Collected data:
====
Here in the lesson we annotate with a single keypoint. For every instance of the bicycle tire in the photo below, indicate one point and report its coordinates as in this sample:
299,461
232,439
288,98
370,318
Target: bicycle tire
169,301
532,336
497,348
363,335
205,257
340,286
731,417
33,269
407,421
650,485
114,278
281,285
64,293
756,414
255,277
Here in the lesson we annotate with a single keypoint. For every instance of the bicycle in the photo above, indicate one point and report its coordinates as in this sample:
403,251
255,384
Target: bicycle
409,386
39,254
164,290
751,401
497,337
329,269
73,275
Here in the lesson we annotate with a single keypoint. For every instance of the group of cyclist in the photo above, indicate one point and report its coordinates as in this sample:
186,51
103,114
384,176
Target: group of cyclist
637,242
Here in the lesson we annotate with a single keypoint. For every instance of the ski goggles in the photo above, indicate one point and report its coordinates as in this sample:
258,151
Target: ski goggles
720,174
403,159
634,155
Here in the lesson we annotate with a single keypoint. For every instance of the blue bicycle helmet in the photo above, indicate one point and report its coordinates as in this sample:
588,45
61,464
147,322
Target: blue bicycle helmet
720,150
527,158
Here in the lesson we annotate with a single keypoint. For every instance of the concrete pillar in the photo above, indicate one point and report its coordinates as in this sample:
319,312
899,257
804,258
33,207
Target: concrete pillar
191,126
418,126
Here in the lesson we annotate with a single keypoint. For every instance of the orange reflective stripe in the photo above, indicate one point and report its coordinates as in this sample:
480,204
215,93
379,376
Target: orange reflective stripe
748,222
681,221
====
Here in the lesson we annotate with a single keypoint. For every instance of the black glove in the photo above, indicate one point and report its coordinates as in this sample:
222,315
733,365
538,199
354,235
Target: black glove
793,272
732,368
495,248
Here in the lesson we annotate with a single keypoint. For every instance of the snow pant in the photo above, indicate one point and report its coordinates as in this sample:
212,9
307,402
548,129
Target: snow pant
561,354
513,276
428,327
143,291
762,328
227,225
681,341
====
* **What needs to be done**:
From the entries, report every line in which the string "above" occurs.

* **Exercise response**:
Here in the lesson we annotate with a single keypoint. For every instance of the bicycle in the photo above, indicate one point and report its coordinates as in this sample:
Here in the lesson we annotate with a single keypoint. For every instance of the group of cyclist in the photo above, indicate one point and report its coordinates as in this sample:
Here in the lesson we annotate with a single keypoint. For every instance of the ski goggles in the photo above, indicate one point and report its coordinates as in this sample:
Here in the lesson we annotate with a single keypoint. For every instance of the blue bicycle helmet in the photo above, indicate one point and report its coordinates as in this sample:
Here in the lesson we annotate with a single keypoint. For every instance of the concrete pillar in the photo above, indicate one point and report its coordinates as in this sample:
Here in the lesson we annotate with a single keypoint. For every instance of the orange reflective stripe in the photo above, indicate one point and report its coordinates as in this sample:
Here in the lesson we annotate with a single keypoint. For every instance of the black glove in the photo above, indicate one point and report its coordinates as in this sample:
Here in the lesson we annotate with a single keypoint. For every instance of the snow pant in the photo above, indicate one point and report its coordinates as in this sample:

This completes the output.